Copy out the records below, putting "circle" wherever "disc" appears and leaving everything else unchanged.

----- Task data -----

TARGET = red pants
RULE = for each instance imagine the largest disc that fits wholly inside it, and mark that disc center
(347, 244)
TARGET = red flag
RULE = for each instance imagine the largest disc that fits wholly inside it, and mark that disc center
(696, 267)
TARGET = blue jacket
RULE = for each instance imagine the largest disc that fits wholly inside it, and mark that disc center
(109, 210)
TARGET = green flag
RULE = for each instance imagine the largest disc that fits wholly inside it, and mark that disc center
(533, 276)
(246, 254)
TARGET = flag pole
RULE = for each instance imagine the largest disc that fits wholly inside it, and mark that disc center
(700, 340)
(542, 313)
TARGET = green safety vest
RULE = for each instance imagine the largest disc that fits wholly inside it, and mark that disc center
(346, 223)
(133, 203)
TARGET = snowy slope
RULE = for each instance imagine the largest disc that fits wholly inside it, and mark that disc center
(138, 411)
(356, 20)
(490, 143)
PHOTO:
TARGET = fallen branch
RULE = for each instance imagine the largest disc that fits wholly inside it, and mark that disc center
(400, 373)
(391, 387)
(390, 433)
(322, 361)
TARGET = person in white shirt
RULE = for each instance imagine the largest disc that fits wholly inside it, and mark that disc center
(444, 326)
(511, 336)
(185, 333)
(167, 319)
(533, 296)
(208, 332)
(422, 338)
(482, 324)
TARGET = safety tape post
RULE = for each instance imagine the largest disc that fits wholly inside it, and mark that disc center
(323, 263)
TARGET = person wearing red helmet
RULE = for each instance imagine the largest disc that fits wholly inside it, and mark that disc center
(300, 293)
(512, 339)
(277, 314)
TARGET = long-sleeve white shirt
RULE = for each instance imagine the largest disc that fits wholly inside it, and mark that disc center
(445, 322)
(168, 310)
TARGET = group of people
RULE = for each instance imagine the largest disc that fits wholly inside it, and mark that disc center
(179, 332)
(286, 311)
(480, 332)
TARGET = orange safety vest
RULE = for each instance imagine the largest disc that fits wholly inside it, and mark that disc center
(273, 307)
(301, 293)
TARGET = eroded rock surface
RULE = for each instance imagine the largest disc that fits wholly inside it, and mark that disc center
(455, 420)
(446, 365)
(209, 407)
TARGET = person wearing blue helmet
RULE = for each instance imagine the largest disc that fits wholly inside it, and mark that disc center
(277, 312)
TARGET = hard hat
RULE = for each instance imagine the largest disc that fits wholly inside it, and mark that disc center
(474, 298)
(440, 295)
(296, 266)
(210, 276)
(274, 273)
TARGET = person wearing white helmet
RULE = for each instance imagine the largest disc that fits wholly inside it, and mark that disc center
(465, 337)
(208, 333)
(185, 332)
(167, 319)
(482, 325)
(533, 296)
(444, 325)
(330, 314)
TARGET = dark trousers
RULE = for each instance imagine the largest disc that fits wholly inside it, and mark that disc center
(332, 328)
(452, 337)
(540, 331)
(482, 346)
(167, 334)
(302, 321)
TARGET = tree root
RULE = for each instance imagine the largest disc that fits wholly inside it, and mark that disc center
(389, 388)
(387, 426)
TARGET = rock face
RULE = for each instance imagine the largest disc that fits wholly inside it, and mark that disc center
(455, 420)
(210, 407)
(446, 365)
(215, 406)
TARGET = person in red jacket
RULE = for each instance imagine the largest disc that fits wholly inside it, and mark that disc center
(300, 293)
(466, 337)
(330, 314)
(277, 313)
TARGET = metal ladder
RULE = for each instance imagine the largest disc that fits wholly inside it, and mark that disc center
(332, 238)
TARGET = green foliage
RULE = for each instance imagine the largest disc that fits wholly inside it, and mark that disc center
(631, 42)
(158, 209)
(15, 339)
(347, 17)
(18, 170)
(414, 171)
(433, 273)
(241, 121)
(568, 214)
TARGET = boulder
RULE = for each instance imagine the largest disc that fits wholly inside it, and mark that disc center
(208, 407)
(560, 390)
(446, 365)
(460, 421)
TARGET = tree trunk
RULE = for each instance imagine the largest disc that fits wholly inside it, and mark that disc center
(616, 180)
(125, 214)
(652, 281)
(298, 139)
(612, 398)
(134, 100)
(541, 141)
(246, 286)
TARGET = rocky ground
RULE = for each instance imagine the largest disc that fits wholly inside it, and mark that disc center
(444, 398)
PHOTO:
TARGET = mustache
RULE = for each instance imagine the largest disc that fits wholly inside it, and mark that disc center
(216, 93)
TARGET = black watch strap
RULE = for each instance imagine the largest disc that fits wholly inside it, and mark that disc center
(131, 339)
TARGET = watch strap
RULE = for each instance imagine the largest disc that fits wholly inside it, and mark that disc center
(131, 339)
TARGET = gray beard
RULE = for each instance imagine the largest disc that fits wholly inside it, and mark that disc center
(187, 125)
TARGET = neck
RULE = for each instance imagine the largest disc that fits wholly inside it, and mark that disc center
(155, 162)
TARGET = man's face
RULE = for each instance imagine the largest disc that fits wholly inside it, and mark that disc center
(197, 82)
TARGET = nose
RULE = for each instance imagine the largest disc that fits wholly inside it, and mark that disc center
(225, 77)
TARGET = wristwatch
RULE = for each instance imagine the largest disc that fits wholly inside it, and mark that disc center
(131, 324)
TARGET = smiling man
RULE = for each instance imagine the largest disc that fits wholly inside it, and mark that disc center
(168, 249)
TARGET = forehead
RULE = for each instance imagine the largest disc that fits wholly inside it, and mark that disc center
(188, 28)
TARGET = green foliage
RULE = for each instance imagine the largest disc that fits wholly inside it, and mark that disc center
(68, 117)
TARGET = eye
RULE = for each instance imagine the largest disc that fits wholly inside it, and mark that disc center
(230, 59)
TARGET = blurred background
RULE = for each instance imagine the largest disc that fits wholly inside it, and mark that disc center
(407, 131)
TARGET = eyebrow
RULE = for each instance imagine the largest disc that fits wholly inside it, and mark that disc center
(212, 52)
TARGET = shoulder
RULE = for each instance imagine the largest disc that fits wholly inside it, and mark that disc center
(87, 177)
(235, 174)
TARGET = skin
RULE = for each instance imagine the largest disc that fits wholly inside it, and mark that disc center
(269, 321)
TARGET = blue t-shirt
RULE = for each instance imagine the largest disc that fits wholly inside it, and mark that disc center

-----

> **Written response**
TARGET = red pants
RULE = for each instance imagine the largest circle that fits wholly inside it, and mark that circle center
(347, 244)
TARGET = red flag
RULE = for each instance imagine the largest circle that fits wholly inside it, and mark that circle center
(696, 267)
TARGET = blue jacket
RULE = for each instance imagine the largest circle that fits wholly inside it, and mark that circle center
(109, 210)
TARGET = green flag
RULE = for each instance imagine the largest circle that fits wholly inside it, and mark that circle center
(533, 276)
(246, 254)
TARGET = flag pole
RULE = for each instance imagine the largest circle that fits wholly inside it, and mark that circle center
(700, 340)
(542, 313)
TARGET = green safety vest
RULE = for each instance imagine the largest circle that fits wholly inside it, and mark that circle center
(346, 223)
(133, 203)
TARGET = snowy slope
RULE = for each instance imagine the largest circle that fits wholly inside it, and mark that circle center
(138, 411)
(356, 20)
(490, 143)
PHOTO:
TARGET = fallen branch
RULE = for each instance imagine the largest circle that fits wholly inside it, and mark that circle center
(400, 373)
(391, 387)
(390, 433)
(322, 361)
TARGET = person in white shirt
RULE = for each instance imagine the largest circle that fits wholly inside it, and mark that circle center
(444, 326)
(511, 336)
(185, 333)
(167, 319)
(533, 296)
(208, 332)
(422, 338)
(482, 324)
TARGET = safety tape post
RULE = for each instance imagine the largest circle that fits wholly inside it, and mark that circle center
(323, 263)
TARGET = person wearing red helmet
RULE = for each instance imagine the largest circle that fits wholly inside it, and mark that circle center
(300, 293)
(512, 339)
(277, 314)
TARGET = long-sleeve white shirt
RULE = for each instance imagine the largest circle that fits wholly inside it, and mark that circle center
(445, 322)
(168, 310)
TARGET = group of people
RULE = for each instance imagine the largest circle that fits wholly inside it, and mark that circle center
(179, 332)
(286, 311)
(480, 332)
TARGET = orange safety vest
RULE = for each instance imagine the largest circle that fits wholly inside it, and mark that circle center
(273, 307)
(301, 293)
TARGET = eroded rock surface
RULE = for each instance imagine the largest circle that fits wholly inside it, and mark that circle center
(455, 420)
(446, 365)
(209, 407)
TARGET = person wearing blue helmet
RULE = for each instance imagine the largest circle that fits wholly inside it, and mark that circle center
(277, 312)
TARGET = hard hat
RULE = for each instance imagine the largest circle that fits wholly inside it, and mark that circle center
(474, 298)
(440, 295)
(296, 266)
(210, 276)
(274, 273)
TARGET = person wearing white helmet
RULE = for each instance imagine the largest circle that fits wholly inside it, and mark that circle center
(465, 337)
(208, 333)
(185, 332)
(167, 319)
(482, 325)
(533, 296)
(444, 325)
(330, 314)
TARGET = dark trousers
RULE = for each instance imagine the largest circle that fits wholly inside it, and mark that circle center
(332, 328)
(452, 337)
(540, 331)
(482, 346)
(167, 334)
(302, 321)
TARGET = tree root
RULE = for each instance imagine the largest circle that fits wholly inside it, and mark that circle center
(389, 388)
(387, 426)
TARGET = rock face
RULE = for each instance imagine the largest circle that fits wholly inside it, and mark that circle center
(455, 420)
(210, 407)
(446, 365)
(215, 406)
TARGET = person in red jacket
RULE = for each instance imagine the largest circle that fits wholly inside it, and mark that circle center
(300, 293)
(466, 337)
(330, 314)
(277, 313)
TARGET = metal ladder
RULE = for each instance imagine the largest circle that fits wholly inside it, and mark that circle center
(332, 238)
TARGET = green foliage
RULE = for each instance imagine the largest circle that fits wholly inside it, and mark that circle center
(631, 42)
(158, 209)
(15, 339)
(347, 17)
(18, 170)
(414, 171)
(433, 273)
(241, 121)
(568, 214)
TARGET = boulder
RULE = for each instance imagine the largest circle that fits wholly inside it, and mark that circle center
(208, 407)
(560, 390)
(446, 365)
(460, 421)
TARGET = tree trunk
RULE = for each instance imagine the largest circle that fits wholly inside it, and mark that circle center
(616, 180)
(125, 214)
(652, 281)
(298, 139)
(612, 398)
(134, 100)
(541, 141)
(246, 286)
TARGET = rocky ground
RULE = for each instance imagine the largest circle that fits wholly inside it, and mark that circle center
(444, 398)
PHOTO:
TARGET = mustache
RULE = for each instance imagine the largest circle that fits wholly inside it, and mark that circle center
(216, 93)
TARGET = black watch strap
RULE = for each instance imagine the largest circle that fits wholly inside it, and mark that circle center
(131, 339)
TARGET = watch strap
RULE = for each instance imagine the largest circle that fits wholly inside it, and mark that circle center
(131, 339)
TARGET = gray beard
RULE = for each instance imagine the largest circle that fits wholly inside it, and mark that circle center
(187, 125)
TARGET = neck
RULE = for each instance imagine the largest circle that fits wholly inside it, and mark that circle center
(155, 162)
TARGET = man's face
RULE = for each instance imagine the largest circle that fits wholly inside it, and mark that circle center
(197, 82)
TARGET = nose
RULE = for each instance imagine the largest circle that fits wholly inside it, and mark that circle center
(225, 77)
TARGET = wristwatch
RULE = for each instance imagine the largest circle that fits wholly inside it, and mark that circle center
(131, 324)
TARGET = smiling man
RULE = for each instance imagine the largest circle that fits wholly inside it, and mark that circle center
(168, 249)
TARGET = forehead
RULE = for each instance imagine the largest circle that fits wholly inside it, and mark that circle center
(188, 28)
TARGET = green foliage
RULE = for each instance imagine the largest circle that fits wholly inside it, and mark that circle center
(68, 117)
TARGET = eye
RULE = for each instance imagine the largest circle that fits wholly inside it, and mark that circle center
(230, 59)
TARGET = blurred background
RULE = for each instance imagine the largest circle that fits wholly inside it, and mark that circle center
(407, 131)
TARGET = eyebrow
RULE = for each instance imagine the largest circle that fits wholly inside it, and mark that circle center
(212, 52)
TARGET = shoulder
RULE = for each instance imagine the largest circle that fits wholly inside it, and mark that circle center
(87, 177)
(235, 174)
TARGET = skin
RULE = for each instance imagine the largest circle that fits wholly inside it, and mark that circle center
(269, 321)
TARGET = blue t-shirt
RULE = for each instance imagine the largest circle that fits wholly inside it, and mark that circle center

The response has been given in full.